MATERIALES PROPORCIONADOS

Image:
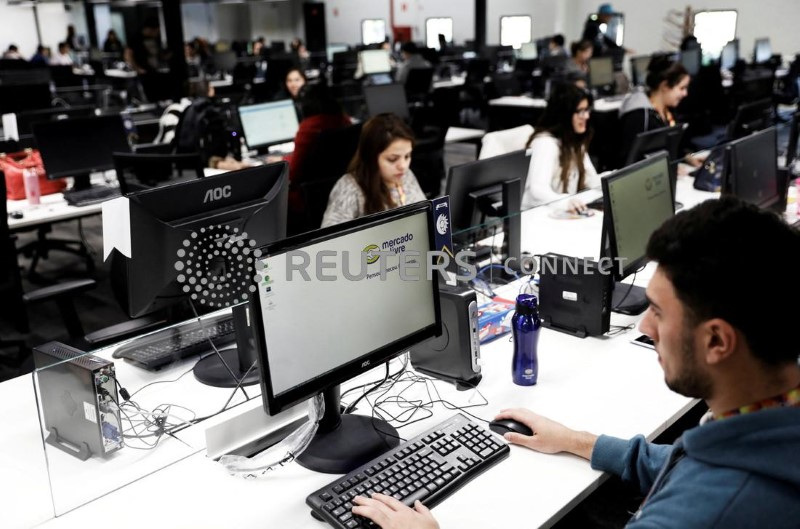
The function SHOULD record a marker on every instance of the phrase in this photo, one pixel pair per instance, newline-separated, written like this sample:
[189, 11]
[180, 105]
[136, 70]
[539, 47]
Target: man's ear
[718, 339]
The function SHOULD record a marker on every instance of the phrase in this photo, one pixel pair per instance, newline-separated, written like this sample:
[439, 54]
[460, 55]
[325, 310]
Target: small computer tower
[78, 400]
[574, 295]
[455, 354]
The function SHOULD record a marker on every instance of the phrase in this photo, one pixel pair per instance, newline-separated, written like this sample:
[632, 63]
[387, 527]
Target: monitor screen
[266, 124]
[729, 55]
[386, 98]
[763, 51]
[637, 200]
[80, 146]
[752, 172]
[329, 308]
[601, 71]
[374, 61]
[692, 60]
[639, 69]
[527, 51]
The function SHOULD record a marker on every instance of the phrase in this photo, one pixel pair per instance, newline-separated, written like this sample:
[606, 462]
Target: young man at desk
[718, 339]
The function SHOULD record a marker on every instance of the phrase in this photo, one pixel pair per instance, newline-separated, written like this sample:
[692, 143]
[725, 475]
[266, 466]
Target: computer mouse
[503, 426]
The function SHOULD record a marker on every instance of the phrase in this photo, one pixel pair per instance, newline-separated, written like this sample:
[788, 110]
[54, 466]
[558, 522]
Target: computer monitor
[374, 62]
[528, 51]
[750, 118]
[639, 69]
[266, 124]
[692, 60]
[636, 201]
[729, 55]
[317, 327]
[762, 51]
[752, 172]
[601, 72]
[386, 98]
[81, 146]
[192, 234]
[485, 191]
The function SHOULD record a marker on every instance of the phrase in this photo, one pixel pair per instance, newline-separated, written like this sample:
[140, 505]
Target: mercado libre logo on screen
[371, 251]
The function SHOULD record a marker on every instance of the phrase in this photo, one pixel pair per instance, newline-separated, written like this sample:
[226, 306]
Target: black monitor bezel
[273, 403]
[729, 180]
[608, 243]
[269, 143]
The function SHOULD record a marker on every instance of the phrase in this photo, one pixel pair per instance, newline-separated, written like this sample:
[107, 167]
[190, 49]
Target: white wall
[645, 26]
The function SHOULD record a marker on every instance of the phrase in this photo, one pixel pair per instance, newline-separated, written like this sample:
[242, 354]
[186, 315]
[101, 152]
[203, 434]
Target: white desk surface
[603, 385]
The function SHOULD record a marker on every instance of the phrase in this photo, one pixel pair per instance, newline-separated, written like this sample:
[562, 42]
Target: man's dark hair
[730, 260]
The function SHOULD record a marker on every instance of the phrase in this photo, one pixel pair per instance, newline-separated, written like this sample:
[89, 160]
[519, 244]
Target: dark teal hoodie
[740, 472]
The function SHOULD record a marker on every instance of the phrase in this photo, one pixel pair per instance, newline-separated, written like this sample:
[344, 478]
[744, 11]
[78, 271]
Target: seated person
[411, 59]
[560, 164]
[667, 84]
[725, 345]
[379, 177]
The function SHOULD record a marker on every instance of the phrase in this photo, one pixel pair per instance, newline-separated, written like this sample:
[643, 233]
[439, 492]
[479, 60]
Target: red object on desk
[13, 165]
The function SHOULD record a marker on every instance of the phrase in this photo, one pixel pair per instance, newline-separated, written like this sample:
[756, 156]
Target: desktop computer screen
[692, 60]
[528, 51]
[729, 55]
[374, 62]
[386, 98]
[78, 147]
[636, 201]
[343, 312]
[639, 69]
[601, 72]
[752, 173]
[762, 51]
[266, 124]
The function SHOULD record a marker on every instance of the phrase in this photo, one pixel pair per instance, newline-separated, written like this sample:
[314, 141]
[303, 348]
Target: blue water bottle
[525, 325]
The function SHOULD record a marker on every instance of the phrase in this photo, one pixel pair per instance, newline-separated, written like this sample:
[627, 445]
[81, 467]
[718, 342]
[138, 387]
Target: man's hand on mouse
[548, 437]
[390, 513]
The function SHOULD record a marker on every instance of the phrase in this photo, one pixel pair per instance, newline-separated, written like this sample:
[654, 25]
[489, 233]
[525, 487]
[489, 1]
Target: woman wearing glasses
[560, 164]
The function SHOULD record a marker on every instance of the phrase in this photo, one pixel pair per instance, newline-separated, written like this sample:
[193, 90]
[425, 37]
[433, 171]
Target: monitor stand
[628, 299]
[345, 442]
[236, 370]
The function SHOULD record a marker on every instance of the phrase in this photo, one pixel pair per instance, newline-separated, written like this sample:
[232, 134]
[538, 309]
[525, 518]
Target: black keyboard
[170, 345]
[90, 195]
[429, 468]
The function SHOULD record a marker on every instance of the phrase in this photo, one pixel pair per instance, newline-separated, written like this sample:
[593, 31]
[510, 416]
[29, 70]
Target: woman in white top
[379, 177]
[560, 164]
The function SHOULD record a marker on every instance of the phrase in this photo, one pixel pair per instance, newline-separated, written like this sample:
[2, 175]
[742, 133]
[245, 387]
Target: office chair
[136, 171]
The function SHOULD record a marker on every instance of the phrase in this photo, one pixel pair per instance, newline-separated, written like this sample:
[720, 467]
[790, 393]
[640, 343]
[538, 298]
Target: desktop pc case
[454, 355]
[574, 295]
[78, 396]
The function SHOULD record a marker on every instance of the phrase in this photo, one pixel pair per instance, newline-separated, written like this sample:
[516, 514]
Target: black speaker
[454, 355]
[574, 295]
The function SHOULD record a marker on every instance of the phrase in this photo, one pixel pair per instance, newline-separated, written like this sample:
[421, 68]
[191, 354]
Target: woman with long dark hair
[379, 177]
[560, 164]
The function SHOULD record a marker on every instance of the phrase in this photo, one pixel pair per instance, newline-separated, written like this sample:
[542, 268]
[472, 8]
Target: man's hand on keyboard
[390, 513]
[548, 437]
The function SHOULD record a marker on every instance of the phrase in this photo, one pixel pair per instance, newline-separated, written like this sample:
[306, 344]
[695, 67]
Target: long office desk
[603, 385]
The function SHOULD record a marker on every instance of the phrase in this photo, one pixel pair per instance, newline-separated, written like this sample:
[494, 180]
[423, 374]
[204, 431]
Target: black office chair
[136, 171]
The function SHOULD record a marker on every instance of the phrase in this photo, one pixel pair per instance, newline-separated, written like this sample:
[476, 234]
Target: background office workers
[715, 342]
[379, 176]
[667, 84]
[560, 164]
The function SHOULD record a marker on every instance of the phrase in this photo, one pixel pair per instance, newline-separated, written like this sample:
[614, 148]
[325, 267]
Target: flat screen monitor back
[601, 72]
[386, 98]
[80, 146]
[752, 171]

TU OBJETIVO
Selecciona todas las líneas de los registros anteriores que contengan la palabra "woman" y cópialas completas.

SOLUCIÓN DEL PROBLEMA
Target: woman wearing glasses
Target: woman in white top
Target: woman with long dark hair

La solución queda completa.